BEGIN

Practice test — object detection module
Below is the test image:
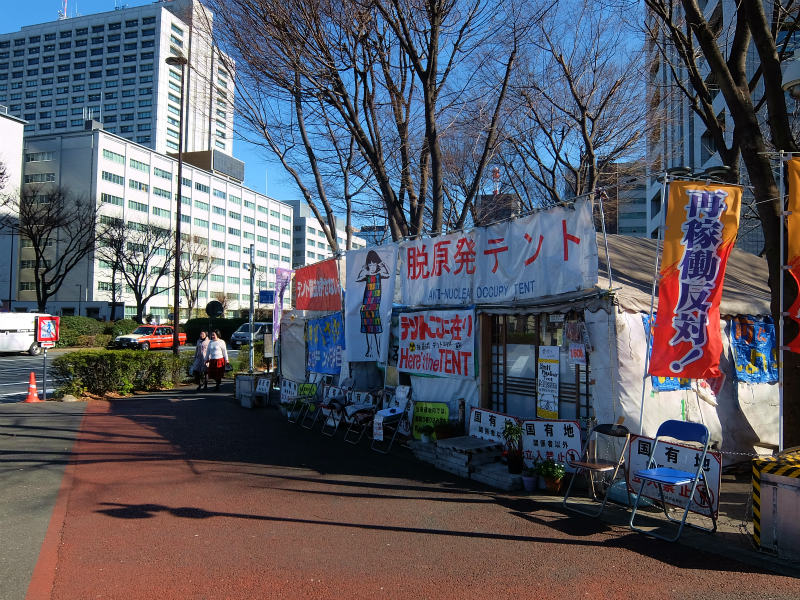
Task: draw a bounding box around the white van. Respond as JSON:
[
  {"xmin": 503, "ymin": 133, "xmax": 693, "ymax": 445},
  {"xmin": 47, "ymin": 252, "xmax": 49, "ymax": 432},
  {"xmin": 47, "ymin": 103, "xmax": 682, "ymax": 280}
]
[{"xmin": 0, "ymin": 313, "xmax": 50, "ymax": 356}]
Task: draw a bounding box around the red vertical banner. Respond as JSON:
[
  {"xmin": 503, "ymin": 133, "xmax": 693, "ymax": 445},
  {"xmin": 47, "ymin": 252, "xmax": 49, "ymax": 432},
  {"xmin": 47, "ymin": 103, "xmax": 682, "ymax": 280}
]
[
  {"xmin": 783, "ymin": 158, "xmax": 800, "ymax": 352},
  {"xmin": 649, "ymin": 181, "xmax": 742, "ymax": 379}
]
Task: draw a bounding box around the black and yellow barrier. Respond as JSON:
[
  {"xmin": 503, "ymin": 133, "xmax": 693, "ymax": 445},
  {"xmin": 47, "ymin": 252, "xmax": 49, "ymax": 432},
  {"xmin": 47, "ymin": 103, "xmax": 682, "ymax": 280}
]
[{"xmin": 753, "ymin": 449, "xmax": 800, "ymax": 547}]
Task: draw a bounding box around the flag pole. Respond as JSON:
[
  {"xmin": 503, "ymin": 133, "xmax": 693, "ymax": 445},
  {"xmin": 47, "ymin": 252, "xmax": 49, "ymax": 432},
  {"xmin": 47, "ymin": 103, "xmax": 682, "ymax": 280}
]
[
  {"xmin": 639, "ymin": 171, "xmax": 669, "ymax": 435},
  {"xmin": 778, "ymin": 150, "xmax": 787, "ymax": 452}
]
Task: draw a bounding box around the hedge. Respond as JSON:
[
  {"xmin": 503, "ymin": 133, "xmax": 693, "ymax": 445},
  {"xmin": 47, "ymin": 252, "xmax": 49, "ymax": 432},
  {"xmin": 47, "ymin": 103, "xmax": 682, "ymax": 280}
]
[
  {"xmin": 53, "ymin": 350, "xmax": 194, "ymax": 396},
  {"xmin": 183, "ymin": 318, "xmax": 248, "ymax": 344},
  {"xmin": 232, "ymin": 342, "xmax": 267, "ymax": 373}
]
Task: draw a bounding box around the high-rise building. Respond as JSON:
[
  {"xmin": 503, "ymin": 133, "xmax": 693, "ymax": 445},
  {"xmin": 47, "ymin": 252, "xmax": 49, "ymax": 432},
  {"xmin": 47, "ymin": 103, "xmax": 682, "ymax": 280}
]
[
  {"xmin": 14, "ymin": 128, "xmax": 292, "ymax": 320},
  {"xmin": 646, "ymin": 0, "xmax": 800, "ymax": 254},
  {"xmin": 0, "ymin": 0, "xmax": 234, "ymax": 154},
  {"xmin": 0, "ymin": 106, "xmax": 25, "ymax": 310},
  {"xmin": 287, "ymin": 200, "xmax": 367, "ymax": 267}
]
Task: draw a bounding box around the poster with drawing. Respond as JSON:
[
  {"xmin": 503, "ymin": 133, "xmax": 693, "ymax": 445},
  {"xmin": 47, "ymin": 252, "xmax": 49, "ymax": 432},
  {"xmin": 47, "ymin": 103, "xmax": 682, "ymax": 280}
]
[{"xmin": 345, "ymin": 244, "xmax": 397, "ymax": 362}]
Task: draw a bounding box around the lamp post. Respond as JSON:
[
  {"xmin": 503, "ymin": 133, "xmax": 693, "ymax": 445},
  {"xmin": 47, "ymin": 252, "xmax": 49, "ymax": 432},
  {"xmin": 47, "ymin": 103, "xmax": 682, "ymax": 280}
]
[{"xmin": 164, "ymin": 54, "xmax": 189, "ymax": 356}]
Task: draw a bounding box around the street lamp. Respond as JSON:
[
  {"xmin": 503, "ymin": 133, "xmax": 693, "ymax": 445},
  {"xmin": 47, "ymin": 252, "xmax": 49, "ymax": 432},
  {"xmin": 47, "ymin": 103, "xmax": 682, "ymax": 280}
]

END

Reproduce every item above verbatim, including the headings, instructions and JSON, and omit the pictures.

Practice test — object detection module
Below is the test image:
Task: draw a bounding box around the white van. Respond as JSON:
[
  {"xmin": 503, "ymin": 133, "xmax": 693, "ymax": 445},
  {"xmin": 47, "ymin": 252, "xmax": 49, "ymax": 432},
  {"xmin": 47, "ymin": 103, "xmax": 682, "ymax": 280}
]
[{"xmin": 0, "ymin": 313, "xmax": 50, "ymax": 356}]
Task: draw a bounding box around the red vertical banner. Respond as JSON:
[
  {"xmin": 503, "ymin": 133, "xmax": 693, "ymax": 445},
  {"xmin": 47, "ymin": 252, "xmax": 49, "ymax": 432},
  {"xmin": 47, "ymin": 103, "xmax": 682, "ymax": 280}
]
[
  {"xmin": 783, "ymin": 158, "xmax": 800, "ymax": 352},
  {"xmin": 649, "ymin": 181, "xmax": 742, "ymax": 379}
]
Task: draw a bounding box around the black and yellow barrier. Respond as JSON:
[
  {"xmin": 503, "ymin": 133, "xmax": 693, "ymax": 445},
  {"xmin": 47, "ymin": 252, "xmax": 49, "ymax": 432},
  {"xmin": 47, "ymin": 103, "xmax": 682, "ymax": 280}
]
[{"xmin": 753, "ymin": 449, "xmax": 800, "ymax": 547}]
Task: draw a bounding box around the flag pole. Respond as JSON:
[
  {"xmin": 503, "ymin": 133, "xmax": 693, "ymax": 445},
  {"xmin": 47, "ymin": 252, "xmax": 49, "ymax": 432},
  {"xmin": 47, "ymin": 103, "xmax": 682, "ymax": 280}
]
[
  {"xmin": 639, "ymin": 171, "xmax": 669, "ymax": 435},
  {"xmin": 778, "ymin": 150, "xmax": 787, "ymax": 452}
]
Task: draw a bounding box around the hedge. Respond as JSON:
[
  {"xmin": 503, "ymin": 133, "xmax": 693, "ymax": 445},
  {"xmin": 47, "ymin": 252, "xmax": 49, "ymax": 432},
  {"xmin": 47, "ymin": 103, "xmax": 682, "ymax": 280}
]
[
  {"xmin": 53, "ymin": 350, "xmax": 194, "ymax": 396},
  {"xmin": 183, "ymin": 318, "xmax": 248, "ymax": 344},
  {"xmin": 232, "ymin": 342, "xmax": 267, "ymax": 373}
]
Task: draw a bounding box around the high-rise building. Respond as JSON:
[
  {"xmin": 503, "ymin": 133, "xmax": 693, "ymax": 445},
  {"xmin": 47, "ymin": 252, "xmax": 49, "ymax": 432},
  {"xmin": 47, "ymin": 103, "xmax": 682, "ymax": 280}
]
[
  {"xmin": 14, "ymin": 128, "xmax": 292, "ymax": 320},
  {"xmin": 646, "ymin": 0, "xmax": 800, "ymax": 254},
  {"xmin": 0, "ymin": 0, "xmax": 234, "ymax": 154},
  {"xmin": 0, "ymin": 106, "xmax": 25, "ymax": 310},
  {"xmin": 287, "ymin": 200, "xmax": 367, "ymax": 267}
]
Task: draw a bounding box around the poster with drawing. Respond as JSON:
[
  {"xmin": 503, "ymin": 133, "xmax": 693, "ymax": 445},
  {"xmin": 47, "ymin": 252, "xmax": 49, "ymax": 432},
  {"xmin": 47, "ymin": 103, "xmax": 682, "ymax": 280}
]
[{"xmin": 345, "ymin": 244, "xmax": 397, "ymax": 362}]
Task: draw a bounding box around the lamp post. Respond as JSON:
[
  {"xmin": 503, "ymin": 133, "xmax": 693, "ymax": 445},
  {"xmin": 47, "ymin": 252, "xmax": 49, "ymax": 432},
  {"xmin": 47, "ymin": 103, "xmax": 682, "ymax": 280}
]
[{"xmin": 164, "ymin": 54, "xmax": 189, "ymax": 356}]
Task: draw a bounding box around the street lamp. Respond as JSON:
[
  {"xmin": 503, "ymin": 133, "xmax": 693, "ymax": 445},
  {"xmin": 47, "ymin": 252, "xmax": 49, "ymax": 432},
  {"xmin": 47, "ymin": 103, "xmax": 682, "ymax": 280}
]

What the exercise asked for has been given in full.